# Coursework dealines.



## Nikki (Jul 11, 2000)

Im trying to write an essay about the Nazi extermination of the Jews. Was it intentional or was it opportunism.Its gotta be 2500 words. Ive written 650. Grrr....


----------



## Ice (Nov 18, 2002)

I know the feeling, I've spent most of my weekend avoiding my essay "Assess the sociological evidence and arguments for the view that the media have created and perpetuated stereotypes based on gender." 5000 words in by tomorrow. The problems caused by having a life...and choosing to continue studying! It's going to be a late night..







Good Luck!!


----------



## Nikki (Jul 11, 2000)

I have avoided it for weeks now.Took it home at the weekend and then avoided it as well. lol.Its in for Tuesday, but i want to finish the bulk of it tonight, and then look for evidence and quotes tomorrow afternoon.Never goes to plan how you want it to does it?


----------



## Ice (Nov 18, 2002)

* **Recorded data**:
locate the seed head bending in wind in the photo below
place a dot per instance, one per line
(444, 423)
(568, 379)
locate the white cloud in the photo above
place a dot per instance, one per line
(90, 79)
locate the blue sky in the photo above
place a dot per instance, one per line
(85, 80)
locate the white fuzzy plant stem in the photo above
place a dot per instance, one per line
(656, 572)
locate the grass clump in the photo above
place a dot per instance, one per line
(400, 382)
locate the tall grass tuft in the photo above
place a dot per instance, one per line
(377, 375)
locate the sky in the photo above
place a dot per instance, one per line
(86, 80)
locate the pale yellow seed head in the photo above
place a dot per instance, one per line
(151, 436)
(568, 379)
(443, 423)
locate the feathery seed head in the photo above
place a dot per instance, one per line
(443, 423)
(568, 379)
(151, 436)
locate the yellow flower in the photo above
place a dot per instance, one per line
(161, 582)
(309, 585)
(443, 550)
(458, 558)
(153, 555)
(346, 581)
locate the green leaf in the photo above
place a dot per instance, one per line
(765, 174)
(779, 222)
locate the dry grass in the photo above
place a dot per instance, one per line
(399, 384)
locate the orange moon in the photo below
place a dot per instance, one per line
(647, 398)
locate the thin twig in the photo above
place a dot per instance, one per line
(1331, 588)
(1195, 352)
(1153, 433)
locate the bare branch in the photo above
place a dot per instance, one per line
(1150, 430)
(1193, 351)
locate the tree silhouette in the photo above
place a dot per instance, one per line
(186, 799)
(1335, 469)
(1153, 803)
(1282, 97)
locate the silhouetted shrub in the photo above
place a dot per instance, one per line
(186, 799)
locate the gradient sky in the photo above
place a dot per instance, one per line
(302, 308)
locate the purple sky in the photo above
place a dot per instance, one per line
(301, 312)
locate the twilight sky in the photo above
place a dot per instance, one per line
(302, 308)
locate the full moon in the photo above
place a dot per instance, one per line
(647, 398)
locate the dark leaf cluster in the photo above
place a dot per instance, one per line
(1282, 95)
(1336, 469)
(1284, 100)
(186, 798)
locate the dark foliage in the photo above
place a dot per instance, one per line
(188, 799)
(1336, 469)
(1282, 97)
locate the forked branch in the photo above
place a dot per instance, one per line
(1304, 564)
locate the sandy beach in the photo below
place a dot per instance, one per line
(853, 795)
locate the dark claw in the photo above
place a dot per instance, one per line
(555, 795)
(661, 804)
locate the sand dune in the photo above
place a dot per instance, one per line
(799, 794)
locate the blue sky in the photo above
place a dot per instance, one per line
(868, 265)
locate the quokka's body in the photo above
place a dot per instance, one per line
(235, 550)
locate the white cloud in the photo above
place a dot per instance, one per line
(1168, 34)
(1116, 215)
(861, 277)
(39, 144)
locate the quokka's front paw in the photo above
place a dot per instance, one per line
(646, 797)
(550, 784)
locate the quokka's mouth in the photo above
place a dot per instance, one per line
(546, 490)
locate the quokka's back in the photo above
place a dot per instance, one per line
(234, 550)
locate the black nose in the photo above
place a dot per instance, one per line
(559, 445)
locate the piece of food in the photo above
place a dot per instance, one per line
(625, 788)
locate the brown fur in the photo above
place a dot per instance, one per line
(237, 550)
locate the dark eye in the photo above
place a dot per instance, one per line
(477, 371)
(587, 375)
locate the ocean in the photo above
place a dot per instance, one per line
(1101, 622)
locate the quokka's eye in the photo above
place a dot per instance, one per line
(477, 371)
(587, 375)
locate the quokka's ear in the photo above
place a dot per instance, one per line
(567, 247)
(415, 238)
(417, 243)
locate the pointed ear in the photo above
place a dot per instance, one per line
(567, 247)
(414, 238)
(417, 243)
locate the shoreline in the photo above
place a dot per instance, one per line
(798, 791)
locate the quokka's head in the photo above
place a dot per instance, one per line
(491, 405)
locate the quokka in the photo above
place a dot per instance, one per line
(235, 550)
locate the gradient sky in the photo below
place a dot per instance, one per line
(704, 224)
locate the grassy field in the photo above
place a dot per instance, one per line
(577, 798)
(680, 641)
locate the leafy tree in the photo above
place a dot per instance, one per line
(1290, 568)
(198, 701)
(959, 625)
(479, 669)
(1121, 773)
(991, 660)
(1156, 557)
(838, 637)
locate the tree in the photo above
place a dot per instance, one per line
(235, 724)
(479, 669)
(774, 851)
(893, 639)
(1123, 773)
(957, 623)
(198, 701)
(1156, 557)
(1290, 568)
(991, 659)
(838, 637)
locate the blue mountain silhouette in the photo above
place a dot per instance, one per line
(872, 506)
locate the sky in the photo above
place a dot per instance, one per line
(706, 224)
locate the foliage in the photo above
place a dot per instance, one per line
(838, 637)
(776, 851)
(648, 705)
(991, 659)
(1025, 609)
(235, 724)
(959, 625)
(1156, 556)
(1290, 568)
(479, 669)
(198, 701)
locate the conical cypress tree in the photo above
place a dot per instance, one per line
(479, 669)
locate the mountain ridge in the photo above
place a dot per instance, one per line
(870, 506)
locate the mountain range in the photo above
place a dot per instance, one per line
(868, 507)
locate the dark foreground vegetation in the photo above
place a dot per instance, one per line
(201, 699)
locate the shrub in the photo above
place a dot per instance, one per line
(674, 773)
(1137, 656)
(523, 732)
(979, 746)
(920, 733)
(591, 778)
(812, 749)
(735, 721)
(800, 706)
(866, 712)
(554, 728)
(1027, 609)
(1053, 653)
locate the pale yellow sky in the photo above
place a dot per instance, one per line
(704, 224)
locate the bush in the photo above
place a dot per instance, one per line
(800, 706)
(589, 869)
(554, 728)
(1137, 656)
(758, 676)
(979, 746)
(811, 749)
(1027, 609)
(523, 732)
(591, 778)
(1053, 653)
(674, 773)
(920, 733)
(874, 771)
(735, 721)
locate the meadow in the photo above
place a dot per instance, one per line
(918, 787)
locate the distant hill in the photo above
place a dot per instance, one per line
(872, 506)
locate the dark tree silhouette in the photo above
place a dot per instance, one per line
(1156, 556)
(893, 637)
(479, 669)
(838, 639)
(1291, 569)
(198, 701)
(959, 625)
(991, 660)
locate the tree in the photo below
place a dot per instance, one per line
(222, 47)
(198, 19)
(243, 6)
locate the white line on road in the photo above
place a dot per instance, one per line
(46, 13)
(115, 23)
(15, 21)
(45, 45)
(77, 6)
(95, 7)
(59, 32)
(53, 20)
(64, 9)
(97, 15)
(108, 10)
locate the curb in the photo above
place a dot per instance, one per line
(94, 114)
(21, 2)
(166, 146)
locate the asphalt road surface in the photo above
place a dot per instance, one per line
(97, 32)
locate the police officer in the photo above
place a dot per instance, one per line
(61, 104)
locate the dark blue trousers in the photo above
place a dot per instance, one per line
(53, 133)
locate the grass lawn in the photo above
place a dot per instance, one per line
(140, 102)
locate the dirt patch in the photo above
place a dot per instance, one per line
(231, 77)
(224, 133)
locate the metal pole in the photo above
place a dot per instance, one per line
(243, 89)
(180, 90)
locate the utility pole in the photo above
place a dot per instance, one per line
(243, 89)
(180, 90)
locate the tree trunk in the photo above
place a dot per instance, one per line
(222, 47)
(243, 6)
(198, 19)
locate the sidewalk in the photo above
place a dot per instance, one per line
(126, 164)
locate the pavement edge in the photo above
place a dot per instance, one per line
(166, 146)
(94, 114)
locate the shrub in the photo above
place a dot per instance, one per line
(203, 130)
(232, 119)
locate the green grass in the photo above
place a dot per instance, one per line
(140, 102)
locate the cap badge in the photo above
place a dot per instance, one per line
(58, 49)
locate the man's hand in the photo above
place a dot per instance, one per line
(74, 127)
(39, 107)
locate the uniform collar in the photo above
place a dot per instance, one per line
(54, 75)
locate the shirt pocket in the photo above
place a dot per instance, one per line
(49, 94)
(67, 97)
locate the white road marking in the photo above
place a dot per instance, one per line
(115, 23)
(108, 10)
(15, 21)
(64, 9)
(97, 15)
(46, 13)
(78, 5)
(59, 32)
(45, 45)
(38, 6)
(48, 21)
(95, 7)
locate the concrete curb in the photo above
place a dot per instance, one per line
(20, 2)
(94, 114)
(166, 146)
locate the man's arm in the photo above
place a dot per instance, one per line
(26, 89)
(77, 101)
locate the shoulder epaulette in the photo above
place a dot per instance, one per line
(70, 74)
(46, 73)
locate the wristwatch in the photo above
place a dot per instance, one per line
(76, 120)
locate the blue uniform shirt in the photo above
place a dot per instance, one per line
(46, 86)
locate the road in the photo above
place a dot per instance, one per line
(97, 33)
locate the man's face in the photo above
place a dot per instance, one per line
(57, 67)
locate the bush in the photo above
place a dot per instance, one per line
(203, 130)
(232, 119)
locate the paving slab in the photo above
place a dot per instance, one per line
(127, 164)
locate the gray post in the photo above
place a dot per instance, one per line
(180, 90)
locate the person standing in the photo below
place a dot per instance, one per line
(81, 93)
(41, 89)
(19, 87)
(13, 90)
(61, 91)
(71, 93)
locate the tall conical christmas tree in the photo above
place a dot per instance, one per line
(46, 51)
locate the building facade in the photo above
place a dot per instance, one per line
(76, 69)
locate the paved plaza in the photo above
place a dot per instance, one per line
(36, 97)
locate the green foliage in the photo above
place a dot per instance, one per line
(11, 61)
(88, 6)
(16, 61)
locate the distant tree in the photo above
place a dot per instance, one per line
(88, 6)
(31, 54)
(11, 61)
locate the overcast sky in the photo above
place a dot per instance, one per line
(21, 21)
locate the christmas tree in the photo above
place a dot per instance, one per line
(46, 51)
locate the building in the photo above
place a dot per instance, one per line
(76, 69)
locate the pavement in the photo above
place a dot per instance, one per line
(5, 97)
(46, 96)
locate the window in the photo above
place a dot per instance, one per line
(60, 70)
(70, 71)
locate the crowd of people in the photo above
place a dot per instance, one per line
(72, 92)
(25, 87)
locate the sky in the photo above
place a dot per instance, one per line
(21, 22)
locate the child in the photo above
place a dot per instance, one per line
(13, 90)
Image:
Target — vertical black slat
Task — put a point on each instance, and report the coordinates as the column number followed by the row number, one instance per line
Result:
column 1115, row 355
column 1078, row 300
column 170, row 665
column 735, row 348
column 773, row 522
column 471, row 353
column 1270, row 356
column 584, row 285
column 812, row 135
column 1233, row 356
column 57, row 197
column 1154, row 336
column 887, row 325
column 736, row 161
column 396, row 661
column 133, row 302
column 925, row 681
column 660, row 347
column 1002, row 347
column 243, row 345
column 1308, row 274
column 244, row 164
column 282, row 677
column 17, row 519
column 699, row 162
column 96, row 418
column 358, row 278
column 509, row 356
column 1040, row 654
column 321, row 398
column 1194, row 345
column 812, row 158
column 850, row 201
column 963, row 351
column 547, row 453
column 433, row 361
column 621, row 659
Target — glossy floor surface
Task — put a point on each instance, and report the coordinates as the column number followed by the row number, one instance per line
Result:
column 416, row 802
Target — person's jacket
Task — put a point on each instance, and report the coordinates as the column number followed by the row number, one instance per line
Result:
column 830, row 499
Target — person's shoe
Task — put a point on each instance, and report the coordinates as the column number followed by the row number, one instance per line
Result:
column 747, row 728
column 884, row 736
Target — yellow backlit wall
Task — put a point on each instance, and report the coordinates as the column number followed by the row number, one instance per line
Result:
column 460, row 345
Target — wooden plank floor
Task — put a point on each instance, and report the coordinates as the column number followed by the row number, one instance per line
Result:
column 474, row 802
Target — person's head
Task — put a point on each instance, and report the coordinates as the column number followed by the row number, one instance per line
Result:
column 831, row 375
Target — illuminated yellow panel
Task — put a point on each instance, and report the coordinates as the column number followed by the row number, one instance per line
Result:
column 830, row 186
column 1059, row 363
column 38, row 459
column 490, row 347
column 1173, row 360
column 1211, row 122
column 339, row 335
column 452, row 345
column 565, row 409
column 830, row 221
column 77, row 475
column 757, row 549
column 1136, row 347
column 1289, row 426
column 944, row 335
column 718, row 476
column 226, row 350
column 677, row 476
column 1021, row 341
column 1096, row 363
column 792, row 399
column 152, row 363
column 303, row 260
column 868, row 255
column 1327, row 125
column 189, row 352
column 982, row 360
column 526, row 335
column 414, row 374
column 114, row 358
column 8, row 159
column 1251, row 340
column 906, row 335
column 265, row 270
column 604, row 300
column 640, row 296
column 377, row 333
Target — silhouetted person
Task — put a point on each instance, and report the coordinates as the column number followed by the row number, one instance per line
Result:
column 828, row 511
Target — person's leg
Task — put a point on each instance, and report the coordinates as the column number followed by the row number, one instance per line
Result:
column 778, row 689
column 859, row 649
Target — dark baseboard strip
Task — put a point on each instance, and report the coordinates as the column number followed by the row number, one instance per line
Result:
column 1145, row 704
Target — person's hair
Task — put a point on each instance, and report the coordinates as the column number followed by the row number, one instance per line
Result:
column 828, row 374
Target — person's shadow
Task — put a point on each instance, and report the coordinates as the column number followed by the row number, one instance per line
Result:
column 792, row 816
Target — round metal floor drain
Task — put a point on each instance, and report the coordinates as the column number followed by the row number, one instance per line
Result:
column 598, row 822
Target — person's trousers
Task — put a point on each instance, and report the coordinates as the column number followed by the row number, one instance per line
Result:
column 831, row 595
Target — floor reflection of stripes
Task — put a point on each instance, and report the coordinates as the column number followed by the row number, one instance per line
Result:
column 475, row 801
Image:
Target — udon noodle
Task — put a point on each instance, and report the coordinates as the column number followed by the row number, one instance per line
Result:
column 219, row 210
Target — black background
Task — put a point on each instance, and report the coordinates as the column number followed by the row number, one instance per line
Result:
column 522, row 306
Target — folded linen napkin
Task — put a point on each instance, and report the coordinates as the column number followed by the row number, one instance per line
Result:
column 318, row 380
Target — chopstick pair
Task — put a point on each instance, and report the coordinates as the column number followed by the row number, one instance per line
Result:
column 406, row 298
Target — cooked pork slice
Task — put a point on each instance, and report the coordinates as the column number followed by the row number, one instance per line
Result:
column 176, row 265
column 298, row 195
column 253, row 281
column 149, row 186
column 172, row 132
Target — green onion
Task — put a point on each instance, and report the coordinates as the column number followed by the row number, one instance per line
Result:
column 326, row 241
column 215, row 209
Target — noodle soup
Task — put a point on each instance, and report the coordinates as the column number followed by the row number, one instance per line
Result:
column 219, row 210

* **Stated task**:
List every word count that appears in the coursework deadlines thread. None of the rows are needed for this.

* **Solution below**:
2500 words, 650 words, 5000 words